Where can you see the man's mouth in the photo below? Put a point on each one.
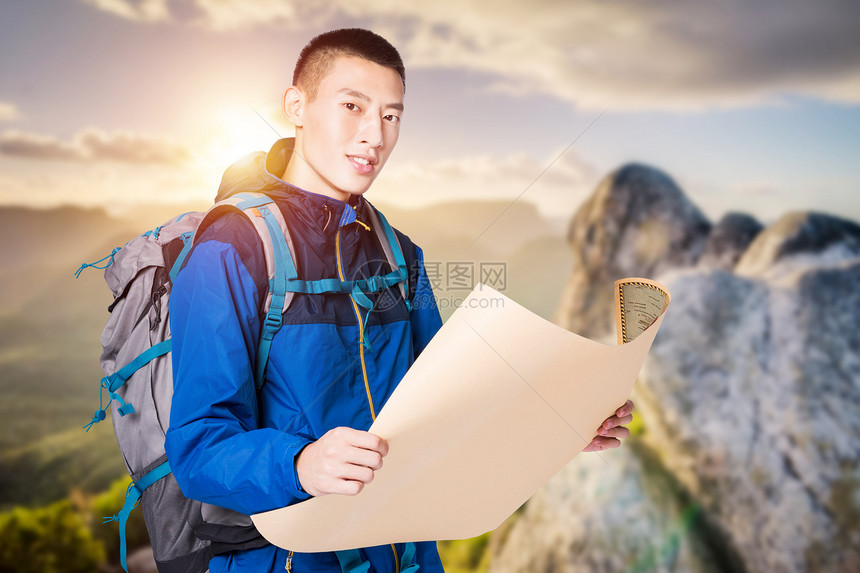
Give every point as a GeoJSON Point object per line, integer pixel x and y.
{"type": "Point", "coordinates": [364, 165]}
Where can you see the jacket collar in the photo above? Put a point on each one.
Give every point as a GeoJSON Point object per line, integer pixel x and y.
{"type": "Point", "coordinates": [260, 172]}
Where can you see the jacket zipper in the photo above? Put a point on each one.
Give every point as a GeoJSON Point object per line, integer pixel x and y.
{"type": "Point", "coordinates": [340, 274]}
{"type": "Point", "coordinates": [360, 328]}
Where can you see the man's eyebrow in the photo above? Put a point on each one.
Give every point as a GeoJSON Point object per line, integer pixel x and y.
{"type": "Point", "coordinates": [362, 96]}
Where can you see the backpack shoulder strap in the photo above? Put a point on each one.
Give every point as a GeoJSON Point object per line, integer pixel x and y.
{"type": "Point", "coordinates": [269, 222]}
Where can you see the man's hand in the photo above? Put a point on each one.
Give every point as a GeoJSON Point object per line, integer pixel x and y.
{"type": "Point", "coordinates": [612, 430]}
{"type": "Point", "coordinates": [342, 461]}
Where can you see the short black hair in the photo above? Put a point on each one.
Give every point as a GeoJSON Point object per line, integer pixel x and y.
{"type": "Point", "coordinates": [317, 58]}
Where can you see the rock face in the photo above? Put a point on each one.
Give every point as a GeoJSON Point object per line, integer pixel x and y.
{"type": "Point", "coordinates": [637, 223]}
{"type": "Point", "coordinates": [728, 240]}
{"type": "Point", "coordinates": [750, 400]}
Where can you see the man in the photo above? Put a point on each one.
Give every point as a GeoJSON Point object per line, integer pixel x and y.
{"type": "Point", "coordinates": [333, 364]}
§
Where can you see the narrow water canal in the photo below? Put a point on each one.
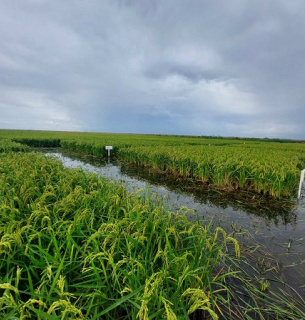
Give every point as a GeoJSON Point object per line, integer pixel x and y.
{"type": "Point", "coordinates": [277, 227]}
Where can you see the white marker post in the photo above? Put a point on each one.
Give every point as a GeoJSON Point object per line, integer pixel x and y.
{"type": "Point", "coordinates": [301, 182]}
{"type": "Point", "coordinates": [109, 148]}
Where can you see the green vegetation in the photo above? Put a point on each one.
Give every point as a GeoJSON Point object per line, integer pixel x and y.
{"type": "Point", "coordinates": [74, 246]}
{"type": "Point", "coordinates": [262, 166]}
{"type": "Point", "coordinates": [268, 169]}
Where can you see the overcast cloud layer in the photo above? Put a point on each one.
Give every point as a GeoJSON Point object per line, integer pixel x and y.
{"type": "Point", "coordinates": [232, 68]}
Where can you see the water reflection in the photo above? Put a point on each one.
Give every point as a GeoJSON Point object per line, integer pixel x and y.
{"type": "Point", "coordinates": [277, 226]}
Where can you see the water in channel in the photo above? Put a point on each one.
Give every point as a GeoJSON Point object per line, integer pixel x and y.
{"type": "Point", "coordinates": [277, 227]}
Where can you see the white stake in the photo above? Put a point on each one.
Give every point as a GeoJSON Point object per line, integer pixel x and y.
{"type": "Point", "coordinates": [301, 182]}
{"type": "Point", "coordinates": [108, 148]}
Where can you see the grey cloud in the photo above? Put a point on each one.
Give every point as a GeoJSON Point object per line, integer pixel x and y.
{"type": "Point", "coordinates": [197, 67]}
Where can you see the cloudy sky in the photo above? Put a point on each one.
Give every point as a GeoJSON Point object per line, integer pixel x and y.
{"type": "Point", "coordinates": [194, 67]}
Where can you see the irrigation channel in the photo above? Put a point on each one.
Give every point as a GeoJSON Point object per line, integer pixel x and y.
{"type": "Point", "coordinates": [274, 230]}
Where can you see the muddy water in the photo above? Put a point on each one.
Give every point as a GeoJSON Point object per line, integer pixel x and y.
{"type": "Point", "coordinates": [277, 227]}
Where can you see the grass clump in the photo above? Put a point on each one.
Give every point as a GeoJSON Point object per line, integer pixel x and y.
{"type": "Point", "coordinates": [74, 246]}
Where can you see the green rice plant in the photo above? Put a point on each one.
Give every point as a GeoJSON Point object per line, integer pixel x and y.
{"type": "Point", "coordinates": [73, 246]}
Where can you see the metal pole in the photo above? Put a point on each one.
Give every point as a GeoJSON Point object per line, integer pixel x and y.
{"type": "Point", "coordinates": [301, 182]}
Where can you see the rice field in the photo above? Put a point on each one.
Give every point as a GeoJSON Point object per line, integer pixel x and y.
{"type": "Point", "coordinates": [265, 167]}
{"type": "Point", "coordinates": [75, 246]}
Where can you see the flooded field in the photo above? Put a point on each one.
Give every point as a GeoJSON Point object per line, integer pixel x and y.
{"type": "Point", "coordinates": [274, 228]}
§
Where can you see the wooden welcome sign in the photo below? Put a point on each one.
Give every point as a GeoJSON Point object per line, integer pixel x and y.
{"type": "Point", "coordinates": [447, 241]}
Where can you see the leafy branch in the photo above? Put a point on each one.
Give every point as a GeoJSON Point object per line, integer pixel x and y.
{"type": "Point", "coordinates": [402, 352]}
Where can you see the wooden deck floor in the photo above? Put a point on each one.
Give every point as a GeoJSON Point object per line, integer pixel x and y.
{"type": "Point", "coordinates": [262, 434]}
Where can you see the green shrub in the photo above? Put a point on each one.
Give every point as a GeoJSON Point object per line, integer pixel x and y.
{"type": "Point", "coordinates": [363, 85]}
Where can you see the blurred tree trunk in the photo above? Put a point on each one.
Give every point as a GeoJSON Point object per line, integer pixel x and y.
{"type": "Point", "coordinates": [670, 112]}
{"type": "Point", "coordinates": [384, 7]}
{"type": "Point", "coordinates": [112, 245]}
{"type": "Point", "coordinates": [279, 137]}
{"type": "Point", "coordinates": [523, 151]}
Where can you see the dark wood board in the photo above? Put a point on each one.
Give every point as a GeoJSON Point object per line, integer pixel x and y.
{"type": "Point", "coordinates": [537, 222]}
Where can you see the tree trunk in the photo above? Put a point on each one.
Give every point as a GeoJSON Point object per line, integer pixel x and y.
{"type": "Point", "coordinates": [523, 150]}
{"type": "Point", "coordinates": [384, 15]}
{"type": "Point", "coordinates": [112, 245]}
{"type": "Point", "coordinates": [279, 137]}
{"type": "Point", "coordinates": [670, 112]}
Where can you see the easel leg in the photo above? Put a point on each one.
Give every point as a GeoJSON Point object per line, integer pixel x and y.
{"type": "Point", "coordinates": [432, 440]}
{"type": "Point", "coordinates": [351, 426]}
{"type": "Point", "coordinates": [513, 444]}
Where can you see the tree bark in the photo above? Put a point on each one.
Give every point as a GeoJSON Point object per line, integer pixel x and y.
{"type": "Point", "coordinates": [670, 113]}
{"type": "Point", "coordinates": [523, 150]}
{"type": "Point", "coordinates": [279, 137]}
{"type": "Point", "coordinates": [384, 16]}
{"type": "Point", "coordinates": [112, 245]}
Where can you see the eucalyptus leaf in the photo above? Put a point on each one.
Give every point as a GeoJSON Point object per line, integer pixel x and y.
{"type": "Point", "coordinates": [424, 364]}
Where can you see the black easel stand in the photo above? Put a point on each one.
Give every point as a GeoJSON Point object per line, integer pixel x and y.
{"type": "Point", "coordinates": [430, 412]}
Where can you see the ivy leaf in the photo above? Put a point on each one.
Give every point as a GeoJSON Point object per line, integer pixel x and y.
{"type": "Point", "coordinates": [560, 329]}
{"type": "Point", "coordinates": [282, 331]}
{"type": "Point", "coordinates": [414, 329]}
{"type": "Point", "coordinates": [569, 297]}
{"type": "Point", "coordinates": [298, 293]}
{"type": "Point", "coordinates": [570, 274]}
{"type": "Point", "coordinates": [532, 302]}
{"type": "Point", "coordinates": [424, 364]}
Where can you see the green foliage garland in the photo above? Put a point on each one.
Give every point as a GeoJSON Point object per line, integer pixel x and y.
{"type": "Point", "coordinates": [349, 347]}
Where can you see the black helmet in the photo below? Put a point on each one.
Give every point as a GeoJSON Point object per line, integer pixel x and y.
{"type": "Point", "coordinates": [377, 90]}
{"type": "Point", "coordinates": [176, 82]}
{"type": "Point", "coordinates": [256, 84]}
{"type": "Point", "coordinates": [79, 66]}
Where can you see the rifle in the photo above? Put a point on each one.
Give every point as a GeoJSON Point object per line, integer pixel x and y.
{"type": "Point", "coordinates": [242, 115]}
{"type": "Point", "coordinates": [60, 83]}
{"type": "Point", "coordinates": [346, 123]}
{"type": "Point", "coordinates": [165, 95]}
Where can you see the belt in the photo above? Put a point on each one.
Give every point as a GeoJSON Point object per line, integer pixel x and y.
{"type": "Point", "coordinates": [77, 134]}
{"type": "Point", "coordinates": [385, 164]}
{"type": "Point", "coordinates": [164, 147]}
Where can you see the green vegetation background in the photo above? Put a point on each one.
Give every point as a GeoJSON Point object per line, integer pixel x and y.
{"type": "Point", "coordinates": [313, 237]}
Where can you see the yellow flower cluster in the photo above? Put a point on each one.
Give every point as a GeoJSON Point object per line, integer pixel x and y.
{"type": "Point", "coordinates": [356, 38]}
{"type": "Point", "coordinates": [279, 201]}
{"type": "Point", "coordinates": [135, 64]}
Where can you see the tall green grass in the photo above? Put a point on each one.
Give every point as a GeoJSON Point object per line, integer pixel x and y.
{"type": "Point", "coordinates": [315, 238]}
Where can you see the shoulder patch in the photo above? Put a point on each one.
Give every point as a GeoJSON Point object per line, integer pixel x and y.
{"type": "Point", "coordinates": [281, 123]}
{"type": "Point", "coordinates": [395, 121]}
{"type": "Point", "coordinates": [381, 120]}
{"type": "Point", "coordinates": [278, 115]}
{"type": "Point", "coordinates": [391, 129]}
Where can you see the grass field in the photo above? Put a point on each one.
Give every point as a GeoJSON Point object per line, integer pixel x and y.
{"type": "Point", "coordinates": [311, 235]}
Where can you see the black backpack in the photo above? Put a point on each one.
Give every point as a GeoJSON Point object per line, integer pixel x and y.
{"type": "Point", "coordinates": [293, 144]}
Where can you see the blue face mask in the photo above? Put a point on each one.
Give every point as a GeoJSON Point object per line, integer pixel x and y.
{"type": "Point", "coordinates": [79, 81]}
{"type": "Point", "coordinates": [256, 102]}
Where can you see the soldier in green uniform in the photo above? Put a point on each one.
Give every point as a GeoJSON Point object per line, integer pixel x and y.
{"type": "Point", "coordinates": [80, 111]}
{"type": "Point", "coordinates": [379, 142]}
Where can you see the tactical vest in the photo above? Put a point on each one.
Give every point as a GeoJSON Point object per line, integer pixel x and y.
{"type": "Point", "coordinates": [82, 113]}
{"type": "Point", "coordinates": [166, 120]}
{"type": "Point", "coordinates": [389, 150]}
§
EXERCISE
Only a number should be returned: the count of lines above that include "face".

RESULT FOR THIS EXERCISE
2